What you should do: Please set down the line that contains "the green stem." and every line below it through the last, exactly as written, with no other lines.

---+---

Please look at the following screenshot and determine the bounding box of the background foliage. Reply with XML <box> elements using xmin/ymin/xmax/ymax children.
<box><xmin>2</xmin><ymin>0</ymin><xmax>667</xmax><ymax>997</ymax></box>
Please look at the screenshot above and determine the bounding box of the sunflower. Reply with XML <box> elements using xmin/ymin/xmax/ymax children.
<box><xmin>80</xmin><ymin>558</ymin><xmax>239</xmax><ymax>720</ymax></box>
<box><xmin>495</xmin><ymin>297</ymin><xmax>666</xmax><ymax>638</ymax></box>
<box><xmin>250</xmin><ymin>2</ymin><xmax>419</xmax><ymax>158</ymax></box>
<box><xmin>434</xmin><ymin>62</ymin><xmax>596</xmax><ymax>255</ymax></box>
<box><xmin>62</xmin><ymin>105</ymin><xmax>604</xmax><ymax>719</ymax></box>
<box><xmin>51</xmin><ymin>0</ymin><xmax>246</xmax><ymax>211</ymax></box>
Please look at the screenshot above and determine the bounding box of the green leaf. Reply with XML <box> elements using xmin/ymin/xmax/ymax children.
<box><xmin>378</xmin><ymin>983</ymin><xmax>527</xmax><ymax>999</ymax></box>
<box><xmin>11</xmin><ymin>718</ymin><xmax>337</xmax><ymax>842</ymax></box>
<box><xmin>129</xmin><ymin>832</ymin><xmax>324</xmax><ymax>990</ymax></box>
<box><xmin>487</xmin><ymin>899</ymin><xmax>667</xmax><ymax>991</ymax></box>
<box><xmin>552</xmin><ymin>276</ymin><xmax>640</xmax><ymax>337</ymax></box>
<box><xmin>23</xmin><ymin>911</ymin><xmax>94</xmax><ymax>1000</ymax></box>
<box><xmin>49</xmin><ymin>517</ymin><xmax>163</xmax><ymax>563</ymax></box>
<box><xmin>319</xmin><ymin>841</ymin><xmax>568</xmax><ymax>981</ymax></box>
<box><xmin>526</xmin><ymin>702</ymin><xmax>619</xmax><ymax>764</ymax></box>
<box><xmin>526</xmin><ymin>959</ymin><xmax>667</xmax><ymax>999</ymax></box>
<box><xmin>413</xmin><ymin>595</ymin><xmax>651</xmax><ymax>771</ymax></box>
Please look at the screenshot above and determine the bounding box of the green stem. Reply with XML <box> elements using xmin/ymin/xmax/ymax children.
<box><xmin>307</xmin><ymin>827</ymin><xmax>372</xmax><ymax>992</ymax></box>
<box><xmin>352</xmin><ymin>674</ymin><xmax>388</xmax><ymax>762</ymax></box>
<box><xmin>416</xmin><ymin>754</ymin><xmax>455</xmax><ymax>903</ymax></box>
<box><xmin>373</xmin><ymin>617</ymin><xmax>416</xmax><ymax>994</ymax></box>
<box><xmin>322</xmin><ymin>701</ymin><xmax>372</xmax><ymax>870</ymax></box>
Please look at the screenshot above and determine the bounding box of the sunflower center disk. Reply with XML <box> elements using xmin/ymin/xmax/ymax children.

---+---

Result of the exercise:
Please look at the screenshot above and determine the bounding box of the green stem. Reply with XML <box> elements using xmin/ymin/xmax/ymax children.
<box><xmin>307</xmin><ymin>827</ymin><xmax>372</xmax><ymax>992</ymax></box>
<box><xmin>352</xmin><ymin>674</ymin><xmax>388</xmax><ymax>762</ymax></box>
<box><xmin>416</xmin><ymin>754</ymin><xmax>455</xmax><ymax>903</ymax></box>
<box><xmin>373</xmin><ymin>617</ymin><xmax>416</xmax><ymax>994</ymax></box>
<box><xmin>322</xmin><ymin>701</ymin><xmax>372</xmax><ymax>870</ymax></box>
Please look at the screenshot above and determine the bounding box of the sunflower center disk. Reply with XML <box> elements using xmin/ymin/xmax/ymax children.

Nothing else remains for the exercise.